| AIM OF THE TASK |
Everything from the line with "bottle shown above." through the last line of the records below should be copied exactly, both ends included.

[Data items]
Begin

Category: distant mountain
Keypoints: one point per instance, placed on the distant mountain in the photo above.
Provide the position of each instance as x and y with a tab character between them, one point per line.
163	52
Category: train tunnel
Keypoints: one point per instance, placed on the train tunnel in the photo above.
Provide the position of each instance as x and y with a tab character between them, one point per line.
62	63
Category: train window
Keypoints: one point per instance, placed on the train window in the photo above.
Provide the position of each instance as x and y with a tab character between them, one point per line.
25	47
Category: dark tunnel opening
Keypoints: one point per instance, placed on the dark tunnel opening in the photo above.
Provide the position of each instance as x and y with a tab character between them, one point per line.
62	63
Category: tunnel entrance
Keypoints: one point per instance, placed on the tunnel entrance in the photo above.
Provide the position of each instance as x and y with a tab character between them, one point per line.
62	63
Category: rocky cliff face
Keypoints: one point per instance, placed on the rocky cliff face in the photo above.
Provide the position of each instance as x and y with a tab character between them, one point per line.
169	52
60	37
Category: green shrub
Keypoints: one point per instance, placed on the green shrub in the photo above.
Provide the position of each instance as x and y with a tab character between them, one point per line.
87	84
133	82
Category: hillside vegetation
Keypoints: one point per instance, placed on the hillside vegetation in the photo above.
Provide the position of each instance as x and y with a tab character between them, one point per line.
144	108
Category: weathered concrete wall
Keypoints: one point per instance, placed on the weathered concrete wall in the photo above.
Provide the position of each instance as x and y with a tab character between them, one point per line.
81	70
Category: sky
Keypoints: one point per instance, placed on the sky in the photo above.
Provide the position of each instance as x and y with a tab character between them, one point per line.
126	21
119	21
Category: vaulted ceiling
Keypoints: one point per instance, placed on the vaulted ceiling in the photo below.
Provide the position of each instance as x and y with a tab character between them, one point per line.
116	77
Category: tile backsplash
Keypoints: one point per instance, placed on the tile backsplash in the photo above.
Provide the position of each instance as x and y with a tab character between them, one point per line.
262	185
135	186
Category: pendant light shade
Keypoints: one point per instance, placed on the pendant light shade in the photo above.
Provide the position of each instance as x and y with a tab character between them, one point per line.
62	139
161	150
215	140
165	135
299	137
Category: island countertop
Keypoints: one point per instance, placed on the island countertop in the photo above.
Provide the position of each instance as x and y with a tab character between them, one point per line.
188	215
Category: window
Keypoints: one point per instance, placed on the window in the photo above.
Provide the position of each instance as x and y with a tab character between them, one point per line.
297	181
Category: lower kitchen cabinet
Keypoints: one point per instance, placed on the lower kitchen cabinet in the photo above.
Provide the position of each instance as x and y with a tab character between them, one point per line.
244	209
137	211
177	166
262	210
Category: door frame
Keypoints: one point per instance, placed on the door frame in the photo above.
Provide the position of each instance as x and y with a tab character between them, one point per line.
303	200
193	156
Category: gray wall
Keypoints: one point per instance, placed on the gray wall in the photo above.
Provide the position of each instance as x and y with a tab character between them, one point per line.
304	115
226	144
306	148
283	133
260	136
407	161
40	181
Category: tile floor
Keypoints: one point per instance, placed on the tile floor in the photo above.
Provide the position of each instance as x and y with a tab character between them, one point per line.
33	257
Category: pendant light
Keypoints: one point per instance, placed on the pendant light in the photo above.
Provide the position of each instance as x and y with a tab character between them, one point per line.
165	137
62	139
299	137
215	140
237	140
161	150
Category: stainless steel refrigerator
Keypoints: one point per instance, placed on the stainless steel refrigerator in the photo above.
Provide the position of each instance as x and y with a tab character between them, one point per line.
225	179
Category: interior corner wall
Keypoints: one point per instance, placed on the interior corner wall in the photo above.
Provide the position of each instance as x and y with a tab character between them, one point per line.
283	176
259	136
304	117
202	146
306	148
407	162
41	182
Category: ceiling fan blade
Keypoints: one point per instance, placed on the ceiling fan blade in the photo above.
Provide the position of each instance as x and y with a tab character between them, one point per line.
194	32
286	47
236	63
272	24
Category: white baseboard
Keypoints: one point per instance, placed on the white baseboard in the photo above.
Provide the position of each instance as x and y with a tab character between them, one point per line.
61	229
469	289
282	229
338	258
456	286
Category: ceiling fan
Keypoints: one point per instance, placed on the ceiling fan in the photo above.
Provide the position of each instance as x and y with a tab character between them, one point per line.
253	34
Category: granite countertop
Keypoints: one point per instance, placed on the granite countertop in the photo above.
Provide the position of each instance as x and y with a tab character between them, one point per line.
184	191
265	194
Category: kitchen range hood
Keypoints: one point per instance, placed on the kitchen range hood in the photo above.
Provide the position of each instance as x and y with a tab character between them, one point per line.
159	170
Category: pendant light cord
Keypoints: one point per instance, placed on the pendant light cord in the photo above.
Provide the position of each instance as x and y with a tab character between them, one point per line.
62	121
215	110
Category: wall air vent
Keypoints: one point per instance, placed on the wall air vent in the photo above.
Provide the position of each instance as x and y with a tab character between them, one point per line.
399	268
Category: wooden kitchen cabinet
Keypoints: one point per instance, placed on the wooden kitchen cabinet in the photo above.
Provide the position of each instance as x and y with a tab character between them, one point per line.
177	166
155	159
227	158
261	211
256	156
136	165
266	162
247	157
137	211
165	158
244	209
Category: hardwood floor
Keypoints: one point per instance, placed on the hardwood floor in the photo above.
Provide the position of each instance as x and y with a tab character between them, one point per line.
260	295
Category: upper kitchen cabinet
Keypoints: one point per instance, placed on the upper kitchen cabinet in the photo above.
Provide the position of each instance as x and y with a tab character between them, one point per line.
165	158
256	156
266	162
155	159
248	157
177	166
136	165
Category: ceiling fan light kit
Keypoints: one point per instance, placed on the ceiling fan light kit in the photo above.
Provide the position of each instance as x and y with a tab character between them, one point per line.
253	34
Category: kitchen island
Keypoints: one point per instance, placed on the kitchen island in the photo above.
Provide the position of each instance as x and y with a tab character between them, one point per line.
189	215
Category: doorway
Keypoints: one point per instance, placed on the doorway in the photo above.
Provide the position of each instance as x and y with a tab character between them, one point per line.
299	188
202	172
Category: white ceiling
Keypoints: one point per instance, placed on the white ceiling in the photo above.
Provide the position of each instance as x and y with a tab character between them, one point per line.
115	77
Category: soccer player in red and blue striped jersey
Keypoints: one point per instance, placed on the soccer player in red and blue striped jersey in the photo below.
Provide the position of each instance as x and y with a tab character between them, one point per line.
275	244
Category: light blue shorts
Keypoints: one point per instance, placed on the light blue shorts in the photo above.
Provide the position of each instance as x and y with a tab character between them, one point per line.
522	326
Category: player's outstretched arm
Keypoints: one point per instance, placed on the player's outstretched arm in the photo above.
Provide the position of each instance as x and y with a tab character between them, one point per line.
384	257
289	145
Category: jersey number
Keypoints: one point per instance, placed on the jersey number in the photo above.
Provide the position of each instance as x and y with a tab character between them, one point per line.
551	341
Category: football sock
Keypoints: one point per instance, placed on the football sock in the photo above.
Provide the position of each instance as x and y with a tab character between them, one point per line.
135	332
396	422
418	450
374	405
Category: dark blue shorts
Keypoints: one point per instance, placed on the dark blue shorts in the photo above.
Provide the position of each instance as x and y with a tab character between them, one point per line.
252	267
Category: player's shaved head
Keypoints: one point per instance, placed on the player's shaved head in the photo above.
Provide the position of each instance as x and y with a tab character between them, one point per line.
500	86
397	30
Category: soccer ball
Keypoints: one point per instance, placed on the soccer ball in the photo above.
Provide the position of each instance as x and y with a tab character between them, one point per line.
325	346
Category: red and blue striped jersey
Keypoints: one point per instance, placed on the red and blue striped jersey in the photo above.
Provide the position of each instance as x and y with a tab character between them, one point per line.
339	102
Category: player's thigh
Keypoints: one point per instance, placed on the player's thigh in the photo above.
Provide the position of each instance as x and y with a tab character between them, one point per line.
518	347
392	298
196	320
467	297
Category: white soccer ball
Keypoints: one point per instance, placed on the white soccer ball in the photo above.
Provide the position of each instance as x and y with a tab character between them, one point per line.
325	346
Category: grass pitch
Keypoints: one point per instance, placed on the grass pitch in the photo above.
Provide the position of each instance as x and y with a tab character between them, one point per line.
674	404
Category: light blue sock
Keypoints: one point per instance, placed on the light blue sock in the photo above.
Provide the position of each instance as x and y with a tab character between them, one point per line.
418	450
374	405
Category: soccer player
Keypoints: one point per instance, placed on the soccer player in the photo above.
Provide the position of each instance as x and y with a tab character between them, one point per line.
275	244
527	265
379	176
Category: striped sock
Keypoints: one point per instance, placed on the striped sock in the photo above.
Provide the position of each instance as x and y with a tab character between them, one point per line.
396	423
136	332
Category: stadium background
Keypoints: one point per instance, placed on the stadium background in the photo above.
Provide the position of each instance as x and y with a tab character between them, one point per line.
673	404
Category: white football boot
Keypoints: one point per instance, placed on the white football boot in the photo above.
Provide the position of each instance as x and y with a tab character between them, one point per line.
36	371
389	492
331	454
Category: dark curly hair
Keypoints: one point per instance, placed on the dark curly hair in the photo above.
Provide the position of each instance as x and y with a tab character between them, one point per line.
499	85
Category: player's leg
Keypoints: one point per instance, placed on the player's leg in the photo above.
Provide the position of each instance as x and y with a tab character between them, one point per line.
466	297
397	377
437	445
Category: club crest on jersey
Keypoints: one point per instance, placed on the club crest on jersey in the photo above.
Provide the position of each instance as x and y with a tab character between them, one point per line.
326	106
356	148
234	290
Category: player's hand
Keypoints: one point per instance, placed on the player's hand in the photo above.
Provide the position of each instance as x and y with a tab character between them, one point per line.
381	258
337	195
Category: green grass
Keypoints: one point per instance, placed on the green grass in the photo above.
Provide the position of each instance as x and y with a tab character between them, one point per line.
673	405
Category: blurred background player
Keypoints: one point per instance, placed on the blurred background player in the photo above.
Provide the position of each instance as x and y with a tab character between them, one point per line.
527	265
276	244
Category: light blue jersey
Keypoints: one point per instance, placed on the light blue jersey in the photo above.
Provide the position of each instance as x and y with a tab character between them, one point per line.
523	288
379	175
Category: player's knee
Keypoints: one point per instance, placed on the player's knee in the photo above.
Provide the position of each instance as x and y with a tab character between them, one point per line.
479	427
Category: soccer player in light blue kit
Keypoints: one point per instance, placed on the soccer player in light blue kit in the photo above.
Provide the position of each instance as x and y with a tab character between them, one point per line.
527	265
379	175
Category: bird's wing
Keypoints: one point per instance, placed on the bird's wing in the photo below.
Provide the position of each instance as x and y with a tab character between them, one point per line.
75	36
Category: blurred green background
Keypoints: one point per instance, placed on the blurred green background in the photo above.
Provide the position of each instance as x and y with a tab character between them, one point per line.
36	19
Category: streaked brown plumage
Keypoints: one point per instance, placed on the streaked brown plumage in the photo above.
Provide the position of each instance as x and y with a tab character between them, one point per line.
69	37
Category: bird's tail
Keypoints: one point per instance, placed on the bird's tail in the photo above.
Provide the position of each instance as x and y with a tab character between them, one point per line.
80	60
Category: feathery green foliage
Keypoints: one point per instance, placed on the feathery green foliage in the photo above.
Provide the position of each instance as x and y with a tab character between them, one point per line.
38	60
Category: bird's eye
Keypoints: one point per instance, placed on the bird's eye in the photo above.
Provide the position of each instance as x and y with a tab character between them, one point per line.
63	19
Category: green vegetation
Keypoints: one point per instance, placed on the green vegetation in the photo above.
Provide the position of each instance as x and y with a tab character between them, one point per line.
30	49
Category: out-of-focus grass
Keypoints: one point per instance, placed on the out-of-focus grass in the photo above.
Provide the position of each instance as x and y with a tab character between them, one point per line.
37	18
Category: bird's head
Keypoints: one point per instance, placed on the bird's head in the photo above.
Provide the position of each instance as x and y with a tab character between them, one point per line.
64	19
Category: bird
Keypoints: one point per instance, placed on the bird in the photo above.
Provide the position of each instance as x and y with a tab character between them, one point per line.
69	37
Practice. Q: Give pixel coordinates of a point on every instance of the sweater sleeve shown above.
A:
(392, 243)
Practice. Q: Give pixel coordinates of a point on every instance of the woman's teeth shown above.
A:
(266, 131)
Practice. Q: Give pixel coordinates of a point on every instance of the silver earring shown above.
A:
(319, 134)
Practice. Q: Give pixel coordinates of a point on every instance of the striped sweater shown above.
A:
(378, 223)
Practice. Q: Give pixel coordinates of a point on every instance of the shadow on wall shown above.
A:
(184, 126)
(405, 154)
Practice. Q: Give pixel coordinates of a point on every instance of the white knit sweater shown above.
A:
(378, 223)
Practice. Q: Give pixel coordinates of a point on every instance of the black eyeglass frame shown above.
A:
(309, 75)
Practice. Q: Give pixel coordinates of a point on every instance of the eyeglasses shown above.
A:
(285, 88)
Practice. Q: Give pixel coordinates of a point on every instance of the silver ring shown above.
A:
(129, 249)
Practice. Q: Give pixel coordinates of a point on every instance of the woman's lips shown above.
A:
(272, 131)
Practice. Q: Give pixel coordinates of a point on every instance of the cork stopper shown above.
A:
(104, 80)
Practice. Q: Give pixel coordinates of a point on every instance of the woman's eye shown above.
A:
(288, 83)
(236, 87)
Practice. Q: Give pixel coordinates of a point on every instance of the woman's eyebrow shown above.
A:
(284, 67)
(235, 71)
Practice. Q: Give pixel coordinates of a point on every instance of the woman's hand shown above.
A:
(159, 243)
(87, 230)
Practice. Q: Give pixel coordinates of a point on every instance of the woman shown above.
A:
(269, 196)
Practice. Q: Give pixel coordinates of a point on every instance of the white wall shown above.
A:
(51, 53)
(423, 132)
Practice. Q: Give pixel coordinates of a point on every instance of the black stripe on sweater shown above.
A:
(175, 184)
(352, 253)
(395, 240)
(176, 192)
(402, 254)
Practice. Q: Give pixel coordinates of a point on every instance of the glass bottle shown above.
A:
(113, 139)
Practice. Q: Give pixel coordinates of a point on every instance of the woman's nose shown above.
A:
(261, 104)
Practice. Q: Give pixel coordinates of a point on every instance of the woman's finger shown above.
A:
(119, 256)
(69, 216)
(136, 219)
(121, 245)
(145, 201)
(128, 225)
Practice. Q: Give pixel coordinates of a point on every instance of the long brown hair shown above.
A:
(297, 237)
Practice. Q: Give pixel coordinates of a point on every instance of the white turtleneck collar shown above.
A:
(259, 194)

End

| SOLUTION FOR THIS PROBLEM |
Practice. Q: Give pixel coordinates of a point on every instance of the glass bottle shown above.
A:
(113, 139)
Practice. Q: Give pixel coordinates of a point on every instance of the woman's nose shown above.
A:
(261, 104)
Practice. Q: Give pixel coordinates of a point on every instance of the woman's finger shown above.
A:
(119, 256)
(69, 216)
(136, 219)
(121, 245)
(145, 201)
(128, 225)
Practice. Q: Give pixel coordinates of a point on every instance of the long brown hair shown above.
A:
(297, 237)
Practice. Q: Give pixel coordinates of a point on every instance of the white turtleneck collar shown above.
A:
(259, 194)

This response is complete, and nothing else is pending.